◆ **Текст страницы**
------------------------------------

Но суть не в этом: сразу после ухода Лужкова его наследники сочли, что именно частичный отказ от его именно архитектурного наследства будет благотворно воспринят городским обществом. И, в общем, не ошиблись.

Автор этих строк должен покаяться в косвенной причастности к судьбе гипотетического бронзового изгнанника. После «дня утраты доверия» координаторам «Архнадзора» стали звонить журналисты – узнать, как мы теперь думаем обустроить историческую Москву. Один из коллег в числе прочего спросил меня, что будет теперь со скульптурами Зураба Церетели. Я простодушно ответил, что предпочел бы видеть Петра и зверушек с Манежной площади в каком-нибудь городском парке. Через полчаса информационные сайты стали наперебой сообщать, что «Архнадзор» предлагает снести все памятники Церетели в Москве… От частных предпочтений до городской программы действий дистанция огромного размера – мало ли кто что предпочитает. Я вот еще предпочел бы, например, чтобы Сухарева башня высилась на своем месте, а Софийские соборы в Новгороде, Киеве и Полоцке стояли, как встарь, в одном государстве. Но это ведь не повод провозглашать, что «Архнадзор» требует немедленно бросить все неотложные городские дела и заняться восстановлением Сухаревой башни и СССР в придачу!

------------------------------------

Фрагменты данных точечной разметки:
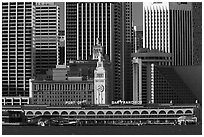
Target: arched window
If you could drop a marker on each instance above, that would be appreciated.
(90, 113)
(171, 112)
(55, 113)
(109, 113)
(100, 113)
(126, 113)
(144, 112)
(30, 113)
(118, 113)
(188, 112)
(179, 112)
(162, 112)
(64, 113)
(38, 113)
(81, 113)
(153, 112)
(72, 113)
(136, 113)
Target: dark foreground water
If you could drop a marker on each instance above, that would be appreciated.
(104, 130)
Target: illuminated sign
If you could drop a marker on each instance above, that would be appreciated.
(74, 102)
(126, 102)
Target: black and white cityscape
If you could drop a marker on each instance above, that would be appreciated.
(80, 67)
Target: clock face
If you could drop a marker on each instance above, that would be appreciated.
(100, 88)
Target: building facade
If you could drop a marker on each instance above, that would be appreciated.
(197, 32)
(46, 37)
(168, 28)
(108, 22)
(17, 18)
(127, 49)
(155, 83)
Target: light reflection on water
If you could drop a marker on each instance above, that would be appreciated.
(103, 130)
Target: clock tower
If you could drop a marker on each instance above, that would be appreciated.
(100, 81)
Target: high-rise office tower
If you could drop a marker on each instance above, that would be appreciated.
(127, 49)
(197, 32)
(16, 48)
(46, 40)
(168, 28)
(85, 22)
(138, 38)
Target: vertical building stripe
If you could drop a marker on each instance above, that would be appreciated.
(90, 28)
(106, 29)
(82, 32)
(86, 35)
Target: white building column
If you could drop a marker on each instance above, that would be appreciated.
(137, 80)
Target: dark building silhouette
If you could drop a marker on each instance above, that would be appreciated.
(197, 32)
(16, 48)
(111, 24)
(46, 37)
(168, 27)
(155, 83)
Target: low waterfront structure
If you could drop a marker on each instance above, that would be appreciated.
(61, 93)
(110, 114)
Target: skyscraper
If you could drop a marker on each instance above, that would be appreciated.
(46, 40)
(16, 48)
(197, 32)
(85, 22)
(168, 28)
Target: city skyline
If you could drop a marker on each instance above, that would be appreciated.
(110, 25)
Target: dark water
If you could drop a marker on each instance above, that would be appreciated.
(104, 130)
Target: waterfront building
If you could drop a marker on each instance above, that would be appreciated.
(15, 101)
(168, 27)
(61, 93)
(17, 18)
(155, 83)
(46, 37)
(113, 115)
(111, 24)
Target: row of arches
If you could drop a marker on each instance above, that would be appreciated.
(153, 112)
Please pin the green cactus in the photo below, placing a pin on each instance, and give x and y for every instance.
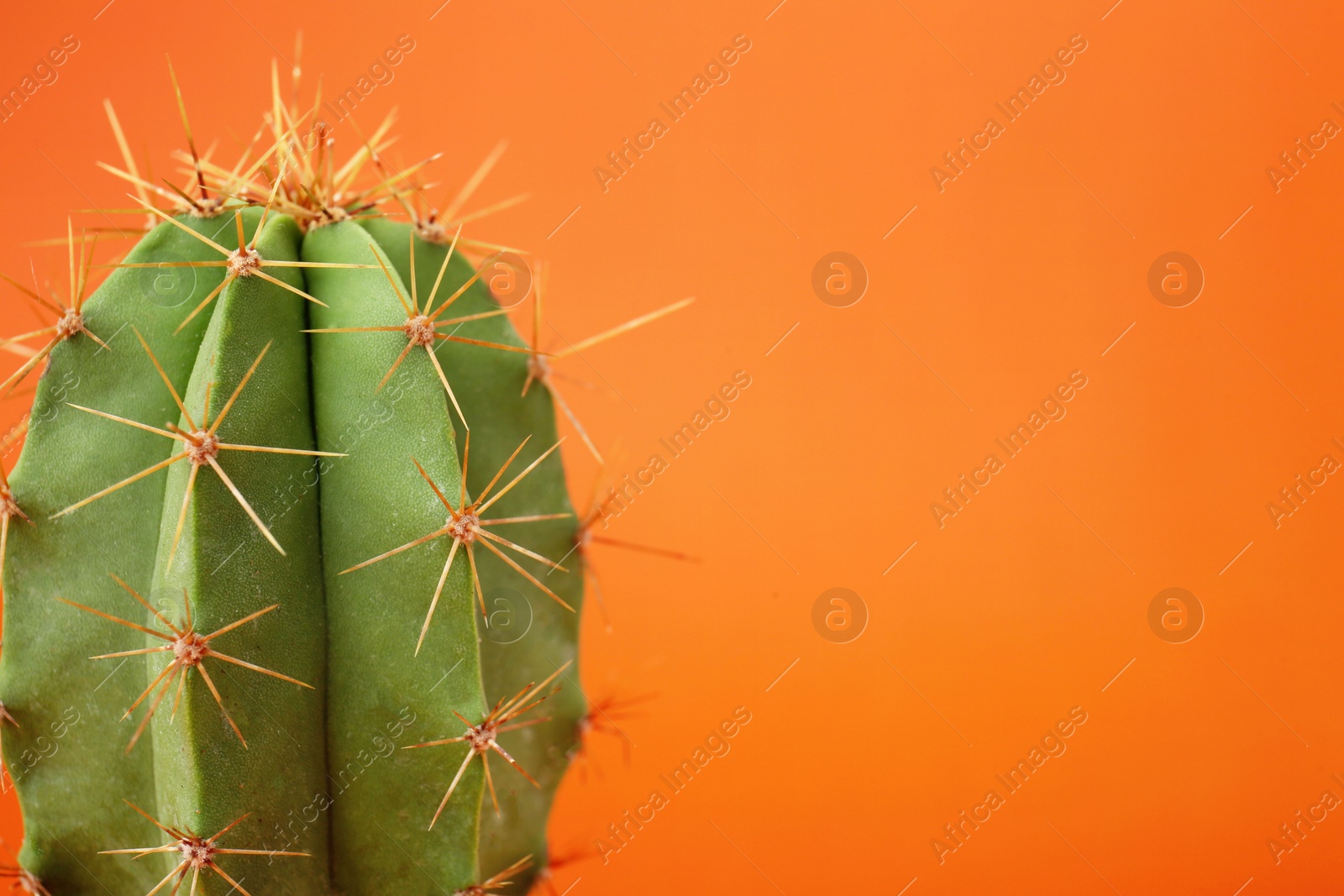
(277, 577)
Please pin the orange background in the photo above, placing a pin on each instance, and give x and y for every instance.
(1026, 268)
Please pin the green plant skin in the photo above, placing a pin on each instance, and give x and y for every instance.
(373, 501)
(488, 385)
(71, 793)
(206, 778)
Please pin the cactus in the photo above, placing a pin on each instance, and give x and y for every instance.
(259, 535)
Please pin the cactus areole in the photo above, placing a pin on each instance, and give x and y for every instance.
(277, 463)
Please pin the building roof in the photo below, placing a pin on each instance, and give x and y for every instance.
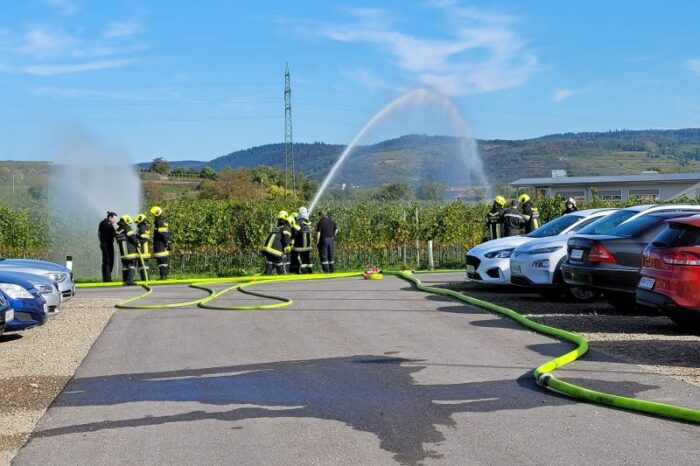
(587, 180)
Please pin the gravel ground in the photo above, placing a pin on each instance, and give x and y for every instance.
(36, 364)
(644, 338)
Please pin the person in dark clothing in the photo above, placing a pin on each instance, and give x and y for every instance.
(326, 230)
(275, 245)
(570, 206)
(128, 248)
(162, 242)
(513, 221)
(143, 235)
(301, 252)
(529, 213)
(494, 218)
(106, 234)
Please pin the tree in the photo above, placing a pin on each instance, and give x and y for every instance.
(400, 191)
(431, 191)
(160, 166)
(153, 192)
(207, 173)
(232, 184)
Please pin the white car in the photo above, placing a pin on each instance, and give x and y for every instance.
(537, 263)
(489, 262)
(56, 272)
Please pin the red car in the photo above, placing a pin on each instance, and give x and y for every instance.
(670, 273)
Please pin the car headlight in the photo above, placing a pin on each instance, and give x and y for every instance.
(546, 250)
(541, 264)
(500, 254)
(57, 276)
(15, 291)
(44, 289)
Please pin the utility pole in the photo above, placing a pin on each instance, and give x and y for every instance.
(288, 141)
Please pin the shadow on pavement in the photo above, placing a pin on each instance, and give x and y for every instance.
(374, 394)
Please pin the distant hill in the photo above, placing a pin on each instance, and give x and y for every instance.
(417, 158)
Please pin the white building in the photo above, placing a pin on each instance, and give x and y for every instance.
(647, 186)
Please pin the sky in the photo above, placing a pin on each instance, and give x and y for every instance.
(195, 80)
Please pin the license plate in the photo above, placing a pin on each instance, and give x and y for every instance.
(577, 254)
(647, 283)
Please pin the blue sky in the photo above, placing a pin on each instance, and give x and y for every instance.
(195, 80)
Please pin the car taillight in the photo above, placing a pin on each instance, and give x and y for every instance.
(600, 253)
(681, 258)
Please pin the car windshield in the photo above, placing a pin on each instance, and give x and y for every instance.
(605, 224)
(555, 227)
(678, 235)
(636, 226)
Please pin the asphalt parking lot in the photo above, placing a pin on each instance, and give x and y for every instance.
(354, 372)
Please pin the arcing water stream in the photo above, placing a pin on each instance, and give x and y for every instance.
(475, 170)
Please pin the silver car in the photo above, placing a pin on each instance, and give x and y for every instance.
(60, 274)
(48, 289)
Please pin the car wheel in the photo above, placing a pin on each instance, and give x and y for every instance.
(685, 319)
(581, 295)
(621, 302)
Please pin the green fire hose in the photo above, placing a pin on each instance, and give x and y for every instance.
(543, 373)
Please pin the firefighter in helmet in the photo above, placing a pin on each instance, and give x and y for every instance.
(301, 252)
(494, 217)
(275, 245)
(143, 235)
(570, 206)
(513, 220)
(162, 242)
(128, 248)
(529, 212)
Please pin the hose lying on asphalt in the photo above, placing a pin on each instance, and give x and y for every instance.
(543, 373)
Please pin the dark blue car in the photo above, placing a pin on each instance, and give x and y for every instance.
(29, 306)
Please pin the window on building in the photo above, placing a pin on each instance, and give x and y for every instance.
(611, 195)
(578, 195)
(645, 194)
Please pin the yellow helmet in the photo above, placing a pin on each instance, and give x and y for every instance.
(523, 198)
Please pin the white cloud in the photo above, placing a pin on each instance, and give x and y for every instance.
(562, 94)
(122, 28)
(693, 65)
(480, 53)
(368, 79)
(66, 7)
(41, 42)
(56, 69)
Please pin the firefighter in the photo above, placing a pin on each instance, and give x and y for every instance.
(162, 242)
(143, 235)
(513, 221)
(275, 245)
(294, 229)
(494, 217)
(529, 213)
(326, 230)
(106, 234)
(301, 252)
(570, 206)
(128, 244)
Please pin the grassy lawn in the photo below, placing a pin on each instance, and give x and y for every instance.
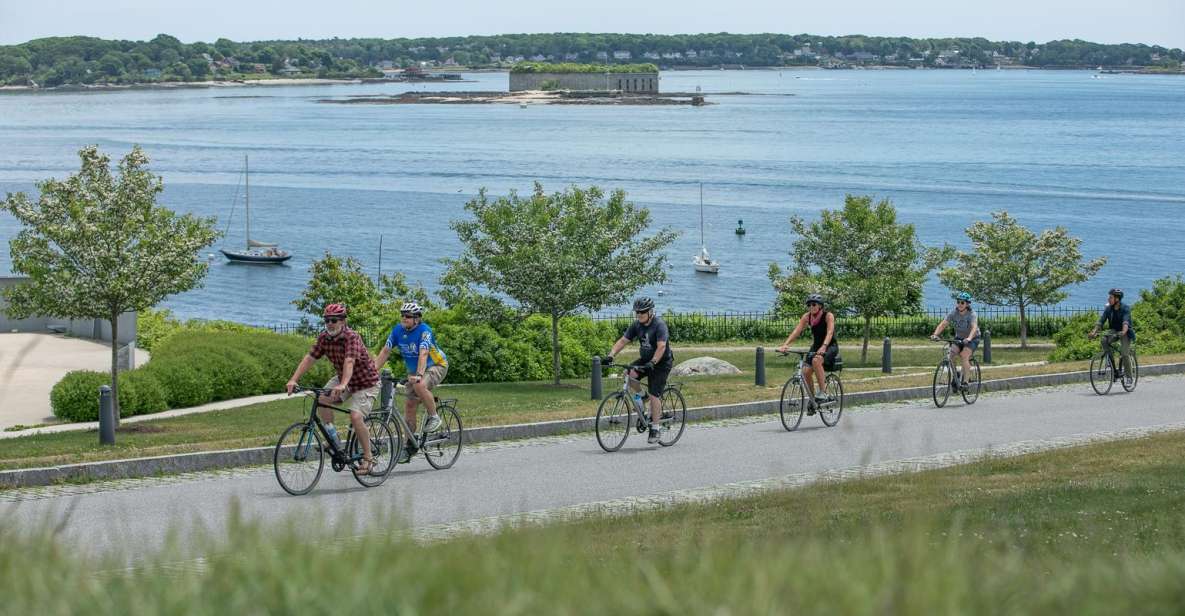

------------------------------------

◆ **Задание**
Подхватите текст об архитектурном наследии Лужкова и напишите его продолжение, начиная сразу после последнего предложения. Листинг взят из другого источника.

◆ **Ответ к заданию**
Нам не дано предугадать, чем слово наше отзовется, тем более несказанное. Но когда и Владимир Ресин спустя три дня заговорил о переносе монумента, стало понятно, как набирают материальную силу витающие в воздухе идеи отказа от лужковского наследства. Памятник Петру – не просто памятник, это символ. Символ «лужковского стиля» в градостроительном искусстве и лужковского стиля в управлении художествами в городском пространстве. И город, терпевший бронзовый символ в комплекте со всеми остальными живыми, видимо, не мог не заговорить об избавлении.

Иными словами, случилась реакция отторжения инородного художественного тела. Это только кажется, что Москва, как бумага, все терпит. Особенным духом московская культура пропитывала все стили искусства. Искусствоведы знают, что такое «московский классицизм» и чем он отличается от «петербургского», они могут растолковать отличия «московского ампира» от наполеоновского и московского модерна от венского сецессиона. «Всеядность» Москвы, рассказы о многовековом отсутствии в ней единого художественного замысла и ансамбля – не более чем миф, усердно внедрявшийся в сознание в последние 15 лет: он весьма удобен для оправдания любых градостроительных злодеяний или чудачеств.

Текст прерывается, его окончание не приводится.